*** Opening TEXT SEGMENT ***

If I was to ask you to tell the difference between a rutabaga and a turnip could you tell me the difference? How about pointing out a rutabaga in grocery stores? I'll admit that I used to have no idea what they were and given the lumpy and unappealing presence, I wasn't super inclined to grab them in stores. I had no idea how to use them, what the difference between them and turnips was, and what they even tasted like. For those out there who need the answer to these questions as well, we're here to be your rutabaga information hub.

What Is A Rutabaga?

two freshly harvested rutabagas

Rutabagas are root vegetables that can be translated to mean "Swedish turnip." Look at that. Already you don't need to feel so bad for not knowing the difference between the two. Even though the two share the same name (depending on where you live) and some similarities, there are noticeable differences between the two.

Rutabagas Versus Turnips: What's The Difference?

Rutabagas are actually a fair deal larger than your average turnip. They're usually harvested when they're larger so a telltale difference is the size. They may also be purple on top, but as they mature and are harvested they turn a yellowish-brown in color with some purple tinges.

Turnips also have a much smoother skin than a rutabaga does and they don't have any side roots growing out of them.

There are also some noticeable differences in taste. Rutabagas are a bit sweeter than turnips and are often used alongside more savory meals like soups, casseroles, or with meat. Rutabagas are essentially a cross between cabbage and turnips, so the taste falls somewhere between the two.

Health Benefits Of Rutabagas

close up shot of rutabaga on wooden table

Given that they're a vegetable, it was pretty easy to guess that they weren't going to be bad for you. There are some serious benefits to these veggies, though. They belong to the Brassica family of veggies and these particular kinds are known for their nutrients. They're loaded with vitamins C and E, calcium, iron, zinc, and help the immune system. They're also low in calories, have no fat, and barely any sodium.

*** Closing TEXT SEGMENT ***

EXERCISE 1: Decide whether each statement below agrees with the rutabaga text. For each, answer yes or no and quote the words from the text that settle it. (a) Rutabagas are generally smaller than turnips. (b) Turnips have smoother skin than rutabagas. (c) Rutabagas contain no fat.
EXERCISE 2: Retype the rutabaga text from "Rutabagas Versus Turnips: What's" up to and including "out of them.", keeping every word and mark unchanged.

*** Opening SOURCE DATA ***

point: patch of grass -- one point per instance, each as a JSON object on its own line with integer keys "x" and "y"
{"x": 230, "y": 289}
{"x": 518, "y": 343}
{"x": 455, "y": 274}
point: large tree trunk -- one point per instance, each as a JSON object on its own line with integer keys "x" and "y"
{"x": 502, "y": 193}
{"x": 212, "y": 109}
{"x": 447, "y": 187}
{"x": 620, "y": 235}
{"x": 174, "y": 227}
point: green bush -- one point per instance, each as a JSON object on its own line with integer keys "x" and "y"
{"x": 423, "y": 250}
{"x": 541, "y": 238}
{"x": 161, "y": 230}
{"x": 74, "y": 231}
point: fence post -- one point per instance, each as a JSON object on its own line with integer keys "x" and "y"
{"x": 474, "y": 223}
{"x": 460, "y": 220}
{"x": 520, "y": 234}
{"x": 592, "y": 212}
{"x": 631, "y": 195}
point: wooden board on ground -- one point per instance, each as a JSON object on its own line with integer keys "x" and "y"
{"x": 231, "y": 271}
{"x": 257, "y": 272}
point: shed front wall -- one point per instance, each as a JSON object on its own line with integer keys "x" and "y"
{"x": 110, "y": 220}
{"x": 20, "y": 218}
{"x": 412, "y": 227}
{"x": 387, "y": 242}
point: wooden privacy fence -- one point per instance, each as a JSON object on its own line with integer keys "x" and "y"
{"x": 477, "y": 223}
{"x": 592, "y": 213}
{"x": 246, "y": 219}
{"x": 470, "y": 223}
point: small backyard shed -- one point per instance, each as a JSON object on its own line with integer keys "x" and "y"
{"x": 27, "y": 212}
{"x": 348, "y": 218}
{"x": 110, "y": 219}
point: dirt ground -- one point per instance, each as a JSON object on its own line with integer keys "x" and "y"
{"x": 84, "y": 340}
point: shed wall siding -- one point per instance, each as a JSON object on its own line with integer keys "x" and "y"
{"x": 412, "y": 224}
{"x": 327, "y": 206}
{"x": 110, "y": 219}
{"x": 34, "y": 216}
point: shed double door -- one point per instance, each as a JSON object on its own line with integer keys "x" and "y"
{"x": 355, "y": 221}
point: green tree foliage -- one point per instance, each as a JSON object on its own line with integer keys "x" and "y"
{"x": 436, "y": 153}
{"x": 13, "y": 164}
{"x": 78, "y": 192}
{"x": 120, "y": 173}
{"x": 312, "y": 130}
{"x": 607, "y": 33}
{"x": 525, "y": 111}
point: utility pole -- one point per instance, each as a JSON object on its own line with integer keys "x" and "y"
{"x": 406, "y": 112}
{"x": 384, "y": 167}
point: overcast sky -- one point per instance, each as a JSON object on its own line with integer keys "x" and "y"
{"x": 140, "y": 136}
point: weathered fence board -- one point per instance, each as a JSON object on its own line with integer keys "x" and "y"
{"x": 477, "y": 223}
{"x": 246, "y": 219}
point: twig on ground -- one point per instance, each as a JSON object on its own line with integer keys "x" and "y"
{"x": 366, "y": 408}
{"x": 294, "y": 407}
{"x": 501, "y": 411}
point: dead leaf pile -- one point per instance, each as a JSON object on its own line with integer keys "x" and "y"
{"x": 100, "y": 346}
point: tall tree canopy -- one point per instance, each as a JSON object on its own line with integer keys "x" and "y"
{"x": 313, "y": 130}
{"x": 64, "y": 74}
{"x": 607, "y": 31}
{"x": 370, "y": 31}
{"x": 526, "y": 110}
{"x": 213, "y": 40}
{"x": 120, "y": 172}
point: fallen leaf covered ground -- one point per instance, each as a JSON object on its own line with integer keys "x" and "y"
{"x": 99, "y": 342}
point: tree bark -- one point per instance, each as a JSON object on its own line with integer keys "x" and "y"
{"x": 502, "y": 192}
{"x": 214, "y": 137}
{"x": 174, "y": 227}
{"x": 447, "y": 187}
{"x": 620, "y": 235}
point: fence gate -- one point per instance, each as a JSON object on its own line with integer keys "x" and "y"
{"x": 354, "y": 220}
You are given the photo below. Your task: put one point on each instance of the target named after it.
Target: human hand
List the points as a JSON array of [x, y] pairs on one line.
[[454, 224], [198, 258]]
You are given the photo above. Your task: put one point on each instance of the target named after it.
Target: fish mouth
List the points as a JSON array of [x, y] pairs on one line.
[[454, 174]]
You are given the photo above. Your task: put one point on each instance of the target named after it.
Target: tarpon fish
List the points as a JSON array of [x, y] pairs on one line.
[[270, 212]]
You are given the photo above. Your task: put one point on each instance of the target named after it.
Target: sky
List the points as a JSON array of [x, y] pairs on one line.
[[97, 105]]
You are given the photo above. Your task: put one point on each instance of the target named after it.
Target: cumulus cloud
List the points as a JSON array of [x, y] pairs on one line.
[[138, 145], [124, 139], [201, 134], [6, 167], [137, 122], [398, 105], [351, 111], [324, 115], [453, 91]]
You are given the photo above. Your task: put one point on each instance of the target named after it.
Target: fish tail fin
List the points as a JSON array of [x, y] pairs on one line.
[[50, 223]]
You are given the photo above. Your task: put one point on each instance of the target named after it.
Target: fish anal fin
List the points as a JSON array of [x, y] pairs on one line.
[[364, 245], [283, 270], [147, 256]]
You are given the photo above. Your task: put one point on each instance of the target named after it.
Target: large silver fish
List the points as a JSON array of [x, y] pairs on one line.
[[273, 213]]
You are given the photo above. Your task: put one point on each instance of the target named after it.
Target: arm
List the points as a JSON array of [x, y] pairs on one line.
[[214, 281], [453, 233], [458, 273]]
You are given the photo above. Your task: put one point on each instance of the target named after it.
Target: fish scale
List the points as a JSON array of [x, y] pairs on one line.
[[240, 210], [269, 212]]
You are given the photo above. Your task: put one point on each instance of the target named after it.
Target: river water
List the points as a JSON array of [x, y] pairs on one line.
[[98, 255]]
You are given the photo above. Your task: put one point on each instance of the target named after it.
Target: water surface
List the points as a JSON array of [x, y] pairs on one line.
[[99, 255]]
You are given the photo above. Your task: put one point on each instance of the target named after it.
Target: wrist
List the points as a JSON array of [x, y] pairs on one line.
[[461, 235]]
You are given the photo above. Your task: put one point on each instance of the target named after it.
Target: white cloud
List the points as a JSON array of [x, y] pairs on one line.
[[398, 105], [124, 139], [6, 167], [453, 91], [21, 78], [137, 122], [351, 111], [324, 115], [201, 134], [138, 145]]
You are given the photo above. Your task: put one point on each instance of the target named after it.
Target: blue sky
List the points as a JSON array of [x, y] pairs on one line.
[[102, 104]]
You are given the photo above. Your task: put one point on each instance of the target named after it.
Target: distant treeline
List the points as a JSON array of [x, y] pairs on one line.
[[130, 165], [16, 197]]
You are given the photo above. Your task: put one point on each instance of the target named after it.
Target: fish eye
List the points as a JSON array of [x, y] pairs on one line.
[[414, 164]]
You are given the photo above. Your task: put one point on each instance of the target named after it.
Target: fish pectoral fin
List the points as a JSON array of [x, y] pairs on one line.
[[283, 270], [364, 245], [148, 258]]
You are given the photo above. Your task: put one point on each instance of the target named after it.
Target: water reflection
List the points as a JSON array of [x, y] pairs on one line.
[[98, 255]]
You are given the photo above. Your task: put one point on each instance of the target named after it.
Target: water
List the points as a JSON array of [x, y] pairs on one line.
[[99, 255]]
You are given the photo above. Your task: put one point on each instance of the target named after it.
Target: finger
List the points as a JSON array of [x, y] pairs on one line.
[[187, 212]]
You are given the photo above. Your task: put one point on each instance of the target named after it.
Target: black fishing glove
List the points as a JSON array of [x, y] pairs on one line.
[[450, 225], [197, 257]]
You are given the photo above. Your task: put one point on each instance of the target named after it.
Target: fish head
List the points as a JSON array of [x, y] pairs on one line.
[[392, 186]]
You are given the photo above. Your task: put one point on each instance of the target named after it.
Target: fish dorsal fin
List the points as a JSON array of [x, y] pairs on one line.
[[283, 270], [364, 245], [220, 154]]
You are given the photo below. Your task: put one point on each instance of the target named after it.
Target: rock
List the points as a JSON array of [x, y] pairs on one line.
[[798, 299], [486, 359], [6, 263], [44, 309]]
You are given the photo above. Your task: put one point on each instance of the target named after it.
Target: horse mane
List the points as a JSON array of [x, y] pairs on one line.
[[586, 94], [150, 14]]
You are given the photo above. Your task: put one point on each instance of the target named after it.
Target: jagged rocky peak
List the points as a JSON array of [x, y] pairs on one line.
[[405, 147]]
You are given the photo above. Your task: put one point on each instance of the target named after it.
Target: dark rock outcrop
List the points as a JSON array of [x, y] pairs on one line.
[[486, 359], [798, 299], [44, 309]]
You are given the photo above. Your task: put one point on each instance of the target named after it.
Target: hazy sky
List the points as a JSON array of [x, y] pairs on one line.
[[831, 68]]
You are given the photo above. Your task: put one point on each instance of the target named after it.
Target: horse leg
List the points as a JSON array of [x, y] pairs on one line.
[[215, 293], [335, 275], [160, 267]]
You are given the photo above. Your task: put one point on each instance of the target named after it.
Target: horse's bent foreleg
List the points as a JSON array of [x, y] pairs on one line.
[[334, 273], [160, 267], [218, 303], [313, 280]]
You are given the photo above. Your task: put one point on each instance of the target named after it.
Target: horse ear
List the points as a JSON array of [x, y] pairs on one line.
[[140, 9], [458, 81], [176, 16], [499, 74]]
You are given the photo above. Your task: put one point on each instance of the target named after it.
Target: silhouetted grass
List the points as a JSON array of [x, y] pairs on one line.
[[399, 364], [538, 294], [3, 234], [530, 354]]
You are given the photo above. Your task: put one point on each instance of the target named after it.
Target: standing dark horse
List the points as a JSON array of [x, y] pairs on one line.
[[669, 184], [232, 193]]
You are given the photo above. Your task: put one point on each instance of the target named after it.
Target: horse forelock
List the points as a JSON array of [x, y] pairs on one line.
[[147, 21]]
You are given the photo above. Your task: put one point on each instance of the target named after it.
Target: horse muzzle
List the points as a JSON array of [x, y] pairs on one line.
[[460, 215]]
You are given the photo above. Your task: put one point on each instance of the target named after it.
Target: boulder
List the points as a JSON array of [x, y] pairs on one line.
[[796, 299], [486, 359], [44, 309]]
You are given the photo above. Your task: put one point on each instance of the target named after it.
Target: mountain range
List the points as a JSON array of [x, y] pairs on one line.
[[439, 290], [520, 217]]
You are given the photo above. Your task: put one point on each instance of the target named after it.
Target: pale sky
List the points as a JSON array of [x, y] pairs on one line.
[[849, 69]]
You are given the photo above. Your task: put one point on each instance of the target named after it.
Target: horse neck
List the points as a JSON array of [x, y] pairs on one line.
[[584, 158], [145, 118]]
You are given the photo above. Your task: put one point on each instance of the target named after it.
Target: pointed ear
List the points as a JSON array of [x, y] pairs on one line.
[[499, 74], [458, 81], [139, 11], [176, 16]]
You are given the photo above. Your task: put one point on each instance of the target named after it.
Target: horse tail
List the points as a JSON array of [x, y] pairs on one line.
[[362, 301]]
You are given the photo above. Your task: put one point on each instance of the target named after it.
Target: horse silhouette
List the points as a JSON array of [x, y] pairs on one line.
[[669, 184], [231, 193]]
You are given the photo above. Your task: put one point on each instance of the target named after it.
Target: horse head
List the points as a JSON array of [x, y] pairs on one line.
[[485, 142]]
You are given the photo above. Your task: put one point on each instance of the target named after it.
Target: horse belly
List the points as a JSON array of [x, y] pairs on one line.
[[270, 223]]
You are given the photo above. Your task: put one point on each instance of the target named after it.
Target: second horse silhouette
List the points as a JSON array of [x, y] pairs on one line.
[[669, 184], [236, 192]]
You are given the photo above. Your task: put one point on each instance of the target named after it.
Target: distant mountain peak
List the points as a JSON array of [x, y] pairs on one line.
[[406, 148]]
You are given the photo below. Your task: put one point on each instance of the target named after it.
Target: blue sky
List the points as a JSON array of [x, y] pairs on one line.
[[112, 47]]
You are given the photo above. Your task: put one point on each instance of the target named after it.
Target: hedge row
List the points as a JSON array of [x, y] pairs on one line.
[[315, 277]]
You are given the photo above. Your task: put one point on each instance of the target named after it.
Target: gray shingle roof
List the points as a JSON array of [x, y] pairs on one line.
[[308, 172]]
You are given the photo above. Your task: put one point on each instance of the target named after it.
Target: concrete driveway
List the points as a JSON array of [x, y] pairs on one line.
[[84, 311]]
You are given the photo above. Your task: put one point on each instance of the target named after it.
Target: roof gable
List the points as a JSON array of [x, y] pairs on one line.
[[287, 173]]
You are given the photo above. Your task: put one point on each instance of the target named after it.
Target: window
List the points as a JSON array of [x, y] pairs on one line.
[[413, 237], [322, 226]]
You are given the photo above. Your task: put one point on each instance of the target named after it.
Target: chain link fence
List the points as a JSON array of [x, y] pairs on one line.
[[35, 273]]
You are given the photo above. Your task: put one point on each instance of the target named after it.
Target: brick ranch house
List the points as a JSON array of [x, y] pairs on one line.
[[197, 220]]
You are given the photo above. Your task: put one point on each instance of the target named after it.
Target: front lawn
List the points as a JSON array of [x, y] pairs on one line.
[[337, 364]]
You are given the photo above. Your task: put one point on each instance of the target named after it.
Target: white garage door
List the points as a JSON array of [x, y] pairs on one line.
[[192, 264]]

*** Closing SOURCE DATA ***

ANSWER SPACE 1:
(a) No: "Rutabagas are actually a fair deal larger than your average turnip."
(b) Yes: "Turnips also have a much smoother skin than a rutabaga does"
(c) Yes: "have no fat"

ANSWER SPACE 2:
Rutabagas Versus Turnips: What's The Difference?

Rutabagas are actually a fair deal larger than your average turnip. They're usually harvested when they're larger so a telltale difference is the size. They may also be purple on top, but as they mature and are harvested they turn a yellowish-brown in color with some purple tinges.

Turnips also have a much smoother skin than a rutabaga does and they don't have any side roots growing out of them.